→ **BLOC DE TEXTE**:
VI. Ébutius est chargé de la commission. Il se trouve à la vente, il met l’enchère. Beaucoup sont détournés d’acheter, les uns par le prix, les autres par considération pour Césennia. La terre est adjugée à Ébutius. Ébutius promet de l’argent au banquier. Et c’est par le témoignage de celui-ci que notre homme de bien prétend aujourd’hui prouver qu’il a acheté pour lui-même ; comme si on avait douté alors qu’elle ne fût achetée pour Césennia. La plupart le savait, presque tout le monde l’avait entendu dire ; les autres avaient bien des raisons pour le conjecturer : il devait revenir de l’argent à Césennia dans la succession ; il lui était avantageux d’en acheter des terres ; les terres étaient fort à sa bienséance, elles étaient vendues ; celui-là enchérissait, qu’on était accoutumé à voir agir pour Césennia ; enfin nul ne pouvait soupçonner qu’il achetât pour lui-même.

Cette acquisition faite, l’argent est payé par Césennia. Ébutius s’imagine qu’on ne saurait le prouver, parce qu’il a détourné lui-même les registres de cette dame, et qu’il présente ceux du banquier sur lesquels est porté ce qu’il a payé et ce qui lui a été adjugé ; comme si la chose avait pu se faire autrement. Tout s’étant passé ainsi que je viens de le, dire, Césennia prit possession de la terre et la donna à ferme. Elle épousa peu de temps après Cécina. Pour trancher court, Césennia mourut après avoir fait son testament. Elle institue Cécina son héritier pour onze douzièmes et demi de la succession. Des trois soixante douzièmes qui restent, elle en lègue deux à Fulcinius, affranchi de son premier époux ; le troisième elle l’abandonne à Ébutius pour récompense de ses soins et de ses peines, si toutefois il s’en était donné quelques-unes. Il regarde, lui, ce modique legs comme le fondement sur lequel il peut bâtir toutes ses chicanes.

→ **EXTRAIT DE DONNÉES**:
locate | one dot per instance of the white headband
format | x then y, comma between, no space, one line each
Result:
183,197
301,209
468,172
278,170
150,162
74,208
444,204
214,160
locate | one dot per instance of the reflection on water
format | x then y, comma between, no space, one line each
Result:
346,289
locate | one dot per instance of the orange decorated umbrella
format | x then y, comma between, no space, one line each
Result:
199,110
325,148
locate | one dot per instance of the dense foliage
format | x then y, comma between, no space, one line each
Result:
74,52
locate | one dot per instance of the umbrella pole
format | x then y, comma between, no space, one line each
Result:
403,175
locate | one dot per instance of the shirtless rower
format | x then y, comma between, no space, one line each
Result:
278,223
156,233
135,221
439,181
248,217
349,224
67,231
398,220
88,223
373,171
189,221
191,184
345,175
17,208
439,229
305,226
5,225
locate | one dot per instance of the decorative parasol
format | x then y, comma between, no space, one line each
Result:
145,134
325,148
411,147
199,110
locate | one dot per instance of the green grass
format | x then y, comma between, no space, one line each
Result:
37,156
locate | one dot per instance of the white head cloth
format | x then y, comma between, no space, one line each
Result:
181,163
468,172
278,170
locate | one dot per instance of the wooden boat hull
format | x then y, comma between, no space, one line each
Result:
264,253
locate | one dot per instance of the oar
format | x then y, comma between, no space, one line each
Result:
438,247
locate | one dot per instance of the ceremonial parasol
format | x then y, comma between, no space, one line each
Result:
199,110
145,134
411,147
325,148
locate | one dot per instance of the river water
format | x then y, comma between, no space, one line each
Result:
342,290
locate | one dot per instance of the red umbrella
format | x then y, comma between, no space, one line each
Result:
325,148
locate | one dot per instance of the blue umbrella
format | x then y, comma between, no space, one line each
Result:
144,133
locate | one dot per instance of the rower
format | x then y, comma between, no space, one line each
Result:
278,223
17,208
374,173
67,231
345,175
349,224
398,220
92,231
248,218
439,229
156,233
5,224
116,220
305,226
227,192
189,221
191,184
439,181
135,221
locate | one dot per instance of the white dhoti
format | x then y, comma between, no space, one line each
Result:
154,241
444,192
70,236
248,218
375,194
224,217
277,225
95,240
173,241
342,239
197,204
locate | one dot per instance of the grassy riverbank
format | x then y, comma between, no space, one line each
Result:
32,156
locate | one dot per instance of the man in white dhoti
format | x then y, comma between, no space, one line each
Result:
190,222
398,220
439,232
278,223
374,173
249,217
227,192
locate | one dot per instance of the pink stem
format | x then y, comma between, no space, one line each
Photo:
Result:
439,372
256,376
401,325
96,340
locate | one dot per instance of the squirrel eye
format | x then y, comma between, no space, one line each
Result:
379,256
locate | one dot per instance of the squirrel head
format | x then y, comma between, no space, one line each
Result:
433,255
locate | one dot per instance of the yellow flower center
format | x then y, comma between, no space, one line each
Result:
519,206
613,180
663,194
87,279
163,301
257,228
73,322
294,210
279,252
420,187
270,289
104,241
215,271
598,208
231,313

→ **ÉNONCÉ DU PROBLÈME A**:
Relevez tous les noms propres de personnes qui figurent dans le bloc de texte ci-dessus.
→ **ÉNONCÉ DU PROBLÈME B**:
Dénombrez les lignes ci-dessus qui contiennent la chaîne « parasol ». Indiquez seulement ce nombre.

→ **RÉPONSE FINALE A**:
Ébutius, Césennia, Cécina, Fulcinius

→ **RÉPONSE FINALE B**:
2